### DATA TO PROCESS
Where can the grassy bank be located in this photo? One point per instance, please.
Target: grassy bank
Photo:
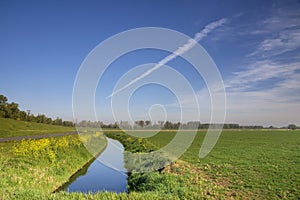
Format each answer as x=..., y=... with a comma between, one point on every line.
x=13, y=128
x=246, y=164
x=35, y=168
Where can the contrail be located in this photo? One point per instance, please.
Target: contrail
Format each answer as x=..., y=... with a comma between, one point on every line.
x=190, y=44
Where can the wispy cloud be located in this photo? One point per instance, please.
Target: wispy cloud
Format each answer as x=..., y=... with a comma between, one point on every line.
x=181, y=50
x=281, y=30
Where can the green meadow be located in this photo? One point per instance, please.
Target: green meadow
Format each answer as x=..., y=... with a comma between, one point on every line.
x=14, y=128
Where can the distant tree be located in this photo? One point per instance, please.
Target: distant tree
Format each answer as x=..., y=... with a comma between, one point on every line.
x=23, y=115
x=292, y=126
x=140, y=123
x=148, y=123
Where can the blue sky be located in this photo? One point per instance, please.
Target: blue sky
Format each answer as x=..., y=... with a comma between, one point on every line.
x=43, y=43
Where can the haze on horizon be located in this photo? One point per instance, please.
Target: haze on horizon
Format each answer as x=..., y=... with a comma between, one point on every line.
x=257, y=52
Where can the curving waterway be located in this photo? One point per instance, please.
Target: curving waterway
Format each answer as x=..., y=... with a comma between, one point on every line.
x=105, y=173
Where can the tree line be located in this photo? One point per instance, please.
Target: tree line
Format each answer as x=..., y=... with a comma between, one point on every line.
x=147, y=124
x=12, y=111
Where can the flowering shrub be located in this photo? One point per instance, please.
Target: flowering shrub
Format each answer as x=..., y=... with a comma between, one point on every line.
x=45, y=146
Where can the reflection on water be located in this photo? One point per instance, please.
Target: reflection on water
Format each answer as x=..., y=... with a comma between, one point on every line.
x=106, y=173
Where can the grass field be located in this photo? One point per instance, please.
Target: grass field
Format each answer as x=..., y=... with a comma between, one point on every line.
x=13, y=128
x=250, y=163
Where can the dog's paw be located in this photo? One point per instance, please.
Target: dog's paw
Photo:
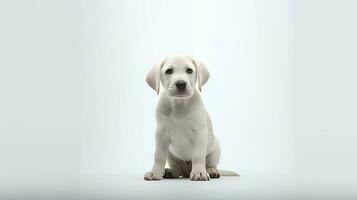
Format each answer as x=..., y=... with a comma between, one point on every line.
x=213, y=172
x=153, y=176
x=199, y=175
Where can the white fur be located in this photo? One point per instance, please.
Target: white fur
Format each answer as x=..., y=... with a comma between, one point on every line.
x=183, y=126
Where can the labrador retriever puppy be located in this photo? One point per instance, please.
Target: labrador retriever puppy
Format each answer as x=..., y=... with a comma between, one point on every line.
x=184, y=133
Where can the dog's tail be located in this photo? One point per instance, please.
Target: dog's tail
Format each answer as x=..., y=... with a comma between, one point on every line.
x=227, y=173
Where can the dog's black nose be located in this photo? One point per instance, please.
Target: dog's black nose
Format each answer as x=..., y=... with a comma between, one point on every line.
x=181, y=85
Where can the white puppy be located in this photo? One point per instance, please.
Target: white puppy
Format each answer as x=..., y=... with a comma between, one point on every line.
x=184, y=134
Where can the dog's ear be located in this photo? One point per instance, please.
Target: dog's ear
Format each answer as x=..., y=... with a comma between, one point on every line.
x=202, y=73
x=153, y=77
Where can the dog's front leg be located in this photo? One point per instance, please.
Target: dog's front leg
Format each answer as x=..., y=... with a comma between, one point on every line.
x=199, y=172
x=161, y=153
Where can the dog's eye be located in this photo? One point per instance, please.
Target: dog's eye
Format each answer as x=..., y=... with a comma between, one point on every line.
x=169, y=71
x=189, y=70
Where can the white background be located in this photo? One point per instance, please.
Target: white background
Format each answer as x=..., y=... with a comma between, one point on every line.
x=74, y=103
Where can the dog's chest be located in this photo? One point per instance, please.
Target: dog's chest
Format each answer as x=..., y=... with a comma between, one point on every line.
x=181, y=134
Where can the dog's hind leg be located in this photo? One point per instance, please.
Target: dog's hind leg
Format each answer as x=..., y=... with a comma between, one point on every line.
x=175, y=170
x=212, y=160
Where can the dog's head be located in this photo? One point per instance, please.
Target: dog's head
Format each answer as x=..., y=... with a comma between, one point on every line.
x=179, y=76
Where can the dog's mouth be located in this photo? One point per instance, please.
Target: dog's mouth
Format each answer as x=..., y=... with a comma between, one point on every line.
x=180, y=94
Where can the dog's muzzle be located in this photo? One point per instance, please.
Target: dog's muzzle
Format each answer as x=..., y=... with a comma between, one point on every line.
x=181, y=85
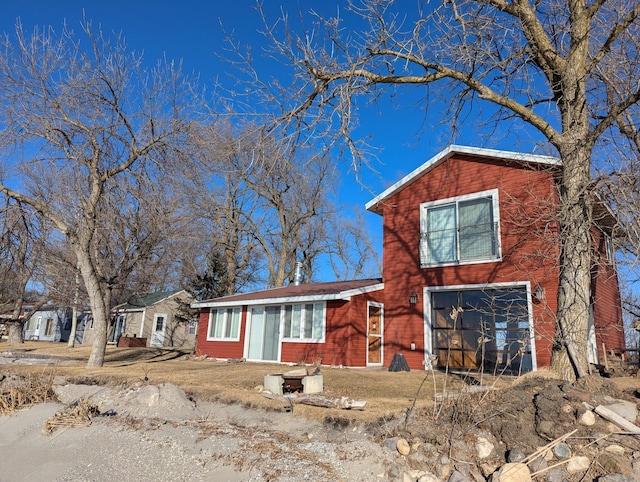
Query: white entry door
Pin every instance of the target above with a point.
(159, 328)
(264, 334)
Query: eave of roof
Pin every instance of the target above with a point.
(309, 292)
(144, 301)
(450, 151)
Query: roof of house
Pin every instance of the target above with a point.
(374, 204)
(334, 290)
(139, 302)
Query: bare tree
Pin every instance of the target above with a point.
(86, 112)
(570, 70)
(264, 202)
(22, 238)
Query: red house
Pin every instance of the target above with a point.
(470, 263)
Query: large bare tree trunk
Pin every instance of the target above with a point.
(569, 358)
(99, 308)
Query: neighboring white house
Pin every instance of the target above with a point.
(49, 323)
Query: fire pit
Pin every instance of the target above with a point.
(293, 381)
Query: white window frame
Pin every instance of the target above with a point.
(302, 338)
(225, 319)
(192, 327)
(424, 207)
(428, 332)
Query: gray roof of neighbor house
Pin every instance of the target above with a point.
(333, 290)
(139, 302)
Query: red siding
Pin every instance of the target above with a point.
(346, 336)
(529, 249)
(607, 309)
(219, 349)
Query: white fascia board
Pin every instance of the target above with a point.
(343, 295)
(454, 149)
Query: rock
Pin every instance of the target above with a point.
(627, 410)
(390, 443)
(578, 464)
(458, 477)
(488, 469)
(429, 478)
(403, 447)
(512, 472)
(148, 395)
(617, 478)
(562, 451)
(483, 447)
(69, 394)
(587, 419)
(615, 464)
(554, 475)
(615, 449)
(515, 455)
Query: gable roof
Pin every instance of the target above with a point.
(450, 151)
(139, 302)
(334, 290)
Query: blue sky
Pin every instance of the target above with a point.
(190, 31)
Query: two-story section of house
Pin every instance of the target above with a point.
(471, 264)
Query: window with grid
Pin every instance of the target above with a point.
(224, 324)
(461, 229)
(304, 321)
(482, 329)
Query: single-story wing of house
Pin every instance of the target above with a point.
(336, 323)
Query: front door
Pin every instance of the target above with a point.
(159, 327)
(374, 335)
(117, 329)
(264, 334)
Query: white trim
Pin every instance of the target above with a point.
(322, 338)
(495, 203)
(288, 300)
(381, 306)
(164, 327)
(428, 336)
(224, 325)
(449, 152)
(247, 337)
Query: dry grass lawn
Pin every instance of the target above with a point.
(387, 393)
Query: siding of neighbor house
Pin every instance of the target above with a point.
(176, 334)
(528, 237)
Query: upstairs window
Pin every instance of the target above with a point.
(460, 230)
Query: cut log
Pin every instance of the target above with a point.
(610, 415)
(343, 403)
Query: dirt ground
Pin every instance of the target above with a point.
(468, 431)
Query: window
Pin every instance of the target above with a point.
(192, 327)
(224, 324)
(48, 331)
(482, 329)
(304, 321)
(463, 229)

### WORK INSTRUCTION
Copy out all lines from the records where the word "blue" appears.

### REPLY TO THE TASK
Where can the blue sky be located in this photo? One point per instance, please.
Target: blue sky
Query: blue sky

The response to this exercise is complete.